Things to do:
(A) In the bankruptcy discharge text, write out the passage starting with "The provisions of" and going on through "of § 727(a)(2).", substituting "lender" for "creditor".
(B) Show every line of the records that contains the string "region". Case counts.

--- Page text ---

Debtors should disclose all assets on the bankruptcy schedules, and failure to do so can result in the denial of discharge. If a debtor discovers or remembers an asset was not properly disclosed on the bankruptcy schedules, even if the asset is discovered years later, the debtor should amend the schedules to properly disclose the asset.
The benefit to the debtor of reopening of an old bankruptcy case and properly disclosing is far better than allowing the omitted asset to be discovered by court, which could result in the denial of discharge.
Denial of discharge is "a serious matter not to be taken lightly by a court."
The provisions of § 727 are strictly construed in the debtors' favor, while remaining cognizant that § 727 exists to prevent a debtor's abuse of the Bankruptcy Code.
Section 727(a)(2) of the Bankruptcy Code states, in relevant part, that:
(a) The court shall grant the debtor a discharge, unless —
. . .
(2) the debtor, with intent to hinder, delay, or defraud a creditor or an officer of the estate charged with custody of property under this title, has transferred, removed, destroyed, mutilated, or concealed, or has permitted to be transferred, removed, destroyed, mutilated, or concealed —
(A) property of the debtor, within one year before the date of the filing of the petition[.]
By concealing ownership of an asset and failing to disclose it on the bankruptcy schedules the debtor can run afoul of § 727(a)(2).

--- Record excerpts ---

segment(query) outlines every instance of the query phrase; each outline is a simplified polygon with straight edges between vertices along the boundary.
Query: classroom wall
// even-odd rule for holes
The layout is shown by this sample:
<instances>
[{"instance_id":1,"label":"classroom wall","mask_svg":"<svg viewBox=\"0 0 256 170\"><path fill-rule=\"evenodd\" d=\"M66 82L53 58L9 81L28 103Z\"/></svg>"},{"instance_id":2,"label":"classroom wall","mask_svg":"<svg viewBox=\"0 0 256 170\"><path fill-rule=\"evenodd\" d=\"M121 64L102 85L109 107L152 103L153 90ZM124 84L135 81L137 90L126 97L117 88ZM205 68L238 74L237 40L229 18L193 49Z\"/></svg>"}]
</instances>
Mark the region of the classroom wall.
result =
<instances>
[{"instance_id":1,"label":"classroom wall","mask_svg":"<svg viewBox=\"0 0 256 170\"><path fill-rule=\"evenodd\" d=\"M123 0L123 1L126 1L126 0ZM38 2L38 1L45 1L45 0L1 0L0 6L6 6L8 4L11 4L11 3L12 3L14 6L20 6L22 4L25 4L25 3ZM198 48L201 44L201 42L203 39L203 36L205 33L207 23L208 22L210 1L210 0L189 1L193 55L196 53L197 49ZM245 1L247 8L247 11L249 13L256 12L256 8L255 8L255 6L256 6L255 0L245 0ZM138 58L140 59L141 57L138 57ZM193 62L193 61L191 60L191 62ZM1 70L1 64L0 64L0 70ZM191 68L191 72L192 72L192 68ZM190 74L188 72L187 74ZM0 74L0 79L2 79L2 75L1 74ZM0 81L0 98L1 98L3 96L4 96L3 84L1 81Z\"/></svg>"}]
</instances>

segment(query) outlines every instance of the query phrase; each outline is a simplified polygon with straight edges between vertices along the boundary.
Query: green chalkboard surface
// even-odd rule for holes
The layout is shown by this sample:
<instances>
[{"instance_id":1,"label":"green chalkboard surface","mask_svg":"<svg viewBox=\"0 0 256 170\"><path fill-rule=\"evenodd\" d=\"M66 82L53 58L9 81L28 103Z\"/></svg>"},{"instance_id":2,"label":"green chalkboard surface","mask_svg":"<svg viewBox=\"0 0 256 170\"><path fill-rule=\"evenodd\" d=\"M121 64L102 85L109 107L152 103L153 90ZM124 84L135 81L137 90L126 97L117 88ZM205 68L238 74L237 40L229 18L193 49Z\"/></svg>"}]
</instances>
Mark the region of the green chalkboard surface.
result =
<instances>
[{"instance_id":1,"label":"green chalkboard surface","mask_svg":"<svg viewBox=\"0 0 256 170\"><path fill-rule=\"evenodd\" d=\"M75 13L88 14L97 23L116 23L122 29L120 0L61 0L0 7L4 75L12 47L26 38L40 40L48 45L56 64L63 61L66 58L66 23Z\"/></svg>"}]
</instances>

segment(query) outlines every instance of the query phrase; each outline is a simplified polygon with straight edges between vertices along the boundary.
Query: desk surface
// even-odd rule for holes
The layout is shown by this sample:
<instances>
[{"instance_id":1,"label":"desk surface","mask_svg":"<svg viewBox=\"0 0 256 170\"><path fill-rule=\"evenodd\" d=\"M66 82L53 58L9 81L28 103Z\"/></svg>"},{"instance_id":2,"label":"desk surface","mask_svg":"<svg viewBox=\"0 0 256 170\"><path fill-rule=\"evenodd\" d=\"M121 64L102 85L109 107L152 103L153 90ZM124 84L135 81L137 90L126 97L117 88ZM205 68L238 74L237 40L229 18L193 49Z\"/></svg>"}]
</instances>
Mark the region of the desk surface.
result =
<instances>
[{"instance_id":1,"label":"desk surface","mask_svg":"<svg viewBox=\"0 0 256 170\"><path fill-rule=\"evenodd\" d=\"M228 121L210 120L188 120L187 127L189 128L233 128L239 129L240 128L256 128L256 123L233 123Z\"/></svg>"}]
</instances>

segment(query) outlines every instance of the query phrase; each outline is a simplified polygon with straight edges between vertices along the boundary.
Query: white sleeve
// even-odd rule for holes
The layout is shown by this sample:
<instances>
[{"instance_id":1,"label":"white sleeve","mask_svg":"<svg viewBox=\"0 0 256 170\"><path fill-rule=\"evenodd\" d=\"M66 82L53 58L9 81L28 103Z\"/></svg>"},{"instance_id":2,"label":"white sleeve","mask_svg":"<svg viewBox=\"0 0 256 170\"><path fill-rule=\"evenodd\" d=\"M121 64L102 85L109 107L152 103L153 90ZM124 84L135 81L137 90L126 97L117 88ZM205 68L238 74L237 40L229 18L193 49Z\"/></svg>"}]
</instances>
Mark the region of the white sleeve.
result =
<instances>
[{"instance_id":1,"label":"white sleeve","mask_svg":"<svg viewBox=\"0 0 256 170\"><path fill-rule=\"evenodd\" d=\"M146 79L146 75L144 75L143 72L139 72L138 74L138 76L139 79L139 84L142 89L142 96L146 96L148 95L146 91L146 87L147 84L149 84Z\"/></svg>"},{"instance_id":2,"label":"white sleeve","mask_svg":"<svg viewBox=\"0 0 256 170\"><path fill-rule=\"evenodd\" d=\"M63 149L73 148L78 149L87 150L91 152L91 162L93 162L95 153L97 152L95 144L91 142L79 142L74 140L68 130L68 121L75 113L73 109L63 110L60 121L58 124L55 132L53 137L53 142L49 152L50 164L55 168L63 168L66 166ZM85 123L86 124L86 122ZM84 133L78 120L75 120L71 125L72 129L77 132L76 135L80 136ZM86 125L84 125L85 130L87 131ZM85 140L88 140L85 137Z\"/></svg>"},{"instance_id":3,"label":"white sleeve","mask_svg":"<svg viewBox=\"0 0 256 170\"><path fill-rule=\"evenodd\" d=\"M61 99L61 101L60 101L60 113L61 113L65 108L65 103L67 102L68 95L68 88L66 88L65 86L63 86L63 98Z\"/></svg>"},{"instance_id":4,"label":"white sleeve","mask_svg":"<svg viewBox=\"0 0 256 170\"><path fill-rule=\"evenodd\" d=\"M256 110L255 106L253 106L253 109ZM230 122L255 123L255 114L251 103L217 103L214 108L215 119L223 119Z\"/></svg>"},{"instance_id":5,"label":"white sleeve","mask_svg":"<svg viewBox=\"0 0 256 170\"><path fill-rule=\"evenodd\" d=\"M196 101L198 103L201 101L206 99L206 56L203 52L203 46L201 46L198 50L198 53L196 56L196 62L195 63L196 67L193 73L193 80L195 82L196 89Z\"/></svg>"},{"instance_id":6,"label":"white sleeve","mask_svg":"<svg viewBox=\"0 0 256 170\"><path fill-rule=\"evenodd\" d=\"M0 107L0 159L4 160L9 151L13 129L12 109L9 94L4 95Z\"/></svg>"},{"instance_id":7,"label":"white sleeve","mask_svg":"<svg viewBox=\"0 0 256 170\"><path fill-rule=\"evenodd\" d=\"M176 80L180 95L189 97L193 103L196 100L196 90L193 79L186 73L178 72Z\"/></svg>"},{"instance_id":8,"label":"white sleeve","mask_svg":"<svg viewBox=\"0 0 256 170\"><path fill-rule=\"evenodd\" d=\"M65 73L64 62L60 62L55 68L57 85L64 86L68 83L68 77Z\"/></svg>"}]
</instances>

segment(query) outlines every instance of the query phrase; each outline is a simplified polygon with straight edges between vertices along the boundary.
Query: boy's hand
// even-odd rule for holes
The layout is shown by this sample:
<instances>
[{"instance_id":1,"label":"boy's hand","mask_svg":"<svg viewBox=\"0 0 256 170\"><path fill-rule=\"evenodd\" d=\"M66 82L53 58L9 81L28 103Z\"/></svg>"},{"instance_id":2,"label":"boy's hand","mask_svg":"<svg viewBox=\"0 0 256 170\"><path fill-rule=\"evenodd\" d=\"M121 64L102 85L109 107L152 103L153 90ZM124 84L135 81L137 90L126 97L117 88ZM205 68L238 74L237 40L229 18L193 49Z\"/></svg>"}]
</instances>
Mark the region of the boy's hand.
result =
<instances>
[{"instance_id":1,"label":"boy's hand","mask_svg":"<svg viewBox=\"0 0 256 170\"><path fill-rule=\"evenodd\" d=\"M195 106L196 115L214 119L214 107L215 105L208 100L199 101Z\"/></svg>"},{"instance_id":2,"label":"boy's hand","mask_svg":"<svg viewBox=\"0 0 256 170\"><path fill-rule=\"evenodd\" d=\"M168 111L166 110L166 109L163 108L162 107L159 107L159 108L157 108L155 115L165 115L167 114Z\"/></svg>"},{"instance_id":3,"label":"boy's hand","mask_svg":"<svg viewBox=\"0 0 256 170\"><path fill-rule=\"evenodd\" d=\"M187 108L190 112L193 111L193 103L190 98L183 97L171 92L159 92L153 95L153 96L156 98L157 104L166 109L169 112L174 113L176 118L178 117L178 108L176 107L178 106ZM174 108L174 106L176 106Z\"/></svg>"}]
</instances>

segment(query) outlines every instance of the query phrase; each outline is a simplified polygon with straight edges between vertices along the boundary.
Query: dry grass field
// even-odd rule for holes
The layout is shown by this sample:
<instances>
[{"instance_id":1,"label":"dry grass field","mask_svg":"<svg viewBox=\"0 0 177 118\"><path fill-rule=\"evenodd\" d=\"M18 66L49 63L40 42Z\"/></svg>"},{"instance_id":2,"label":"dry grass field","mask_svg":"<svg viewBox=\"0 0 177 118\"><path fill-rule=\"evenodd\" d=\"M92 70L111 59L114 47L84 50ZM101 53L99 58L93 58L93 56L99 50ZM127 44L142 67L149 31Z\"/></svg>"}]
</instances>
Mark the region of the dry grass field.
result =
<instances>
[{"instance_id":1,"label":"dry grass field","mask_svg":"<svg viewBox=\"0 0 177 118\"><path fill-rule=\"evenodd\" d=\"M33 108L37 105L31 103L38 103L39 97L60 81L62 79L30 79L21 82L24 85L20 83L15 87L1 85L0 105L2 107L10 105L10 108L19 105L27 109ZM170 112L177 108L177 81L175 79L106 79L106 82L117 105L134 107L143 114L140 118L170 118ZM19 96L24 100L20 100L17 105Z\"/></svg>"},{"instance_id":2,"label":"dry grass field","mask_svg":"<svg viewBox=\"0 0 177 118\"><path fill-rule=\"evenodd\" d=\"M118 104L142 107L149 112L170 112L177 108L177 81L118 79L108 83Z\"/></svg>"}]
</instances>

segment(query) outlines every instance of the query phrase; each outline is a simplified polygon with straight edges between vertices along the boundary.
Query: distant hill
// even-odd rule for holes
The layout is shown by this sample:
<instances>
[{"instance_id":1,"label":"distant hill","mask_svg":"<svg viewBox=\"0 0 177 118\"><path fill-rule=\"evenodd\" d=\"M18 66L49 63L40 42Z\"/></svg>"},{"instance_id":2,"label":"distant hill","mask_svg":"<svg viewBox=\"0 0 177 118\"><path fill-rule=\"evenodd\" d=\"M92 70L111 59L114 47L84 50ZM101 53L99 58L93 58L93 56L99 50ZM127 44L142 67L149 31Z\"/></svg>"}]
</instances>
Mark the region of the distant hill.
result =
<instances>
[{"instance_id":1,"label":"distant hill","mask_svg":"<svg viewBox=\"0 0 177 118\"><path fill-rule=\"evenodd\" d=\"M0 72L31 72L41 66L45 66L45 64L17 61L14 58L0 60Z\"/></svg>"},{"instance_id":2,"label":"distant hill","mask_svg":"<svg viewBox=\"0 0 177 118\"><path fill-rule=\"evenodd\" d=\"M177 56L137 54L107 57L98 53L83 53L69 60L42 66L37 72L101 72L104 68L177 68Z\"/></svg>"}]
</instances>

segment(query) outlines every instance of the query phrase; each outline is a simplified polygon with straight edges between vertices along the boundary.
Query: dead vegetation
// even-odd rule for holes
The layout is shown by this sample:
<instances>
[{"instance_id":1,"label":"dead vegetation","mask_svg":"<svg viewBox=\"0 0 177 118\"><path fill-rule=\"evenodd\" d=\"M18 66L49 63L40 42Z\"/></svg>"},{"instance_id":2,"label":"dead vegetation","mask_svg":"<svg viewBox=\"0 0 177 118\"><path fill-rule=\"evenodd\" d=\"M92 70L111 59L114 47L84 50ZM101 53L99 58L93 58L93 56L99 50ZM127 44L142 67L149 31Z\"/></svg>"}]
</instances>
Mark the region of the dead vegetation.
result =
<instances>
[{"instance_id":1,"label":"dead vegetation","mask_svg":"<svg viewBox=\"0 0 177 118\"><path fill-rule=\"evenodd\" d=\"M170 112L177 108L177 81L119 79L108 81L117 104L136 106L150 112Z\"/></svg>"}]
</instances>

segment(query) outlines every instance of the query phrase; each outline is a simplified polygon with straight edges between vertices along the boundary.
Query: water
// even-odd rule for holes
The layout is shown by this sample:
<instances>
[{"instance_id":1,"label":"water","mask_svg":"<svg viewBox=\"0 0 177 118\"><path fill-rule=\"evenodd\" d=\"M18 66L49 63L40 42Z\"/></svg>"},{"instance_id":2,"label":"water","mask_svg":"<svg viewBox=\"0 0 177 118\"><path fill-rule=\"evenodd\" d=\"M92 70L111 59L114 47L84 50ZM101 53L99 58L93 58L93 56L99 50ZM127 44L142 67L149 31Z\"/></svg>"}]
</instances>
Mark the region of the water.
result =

---

Responses in order:
(A)
The provisions of § 727 are strictly construed in the debtors' favor, while remaining cognizant that § 727 exists to prevent a debtor's abuse of the Bankruptcy Code.
Section 727(a)(2) of the Bankruptcy Code states, in relevant part, that:
(a) The court shall grant the debtor a discharge, unless —
. . .
(2) the debtor, with intent to hinder, delay, or defraud a lender or an officer of the estate charged with custody of property under this title, has transferred, removed, destroyed, mutilated, or concealed, or has permitted to be transferred, removed, destroyed, mutilated, or concealed —
(A) property of the debtor, within one year before the date of the filing of the petition[.]
By concealing ownership of an asset and failing to disclose it on the bankruptcy schedules the debtor can run afoul of § 727(a)(2).

(B)
Mark the region of the classroom wall.
Mark the region of the green chalkboard surface.
Mark the region of the desk surface.
Mark the region of the white sleeve.
Mark the region of the boy's hand.
Mark the region of the dry grass field.
Mark the region of the distant hill.
Mark the region of the dead vegetation.
Mark the region of the water.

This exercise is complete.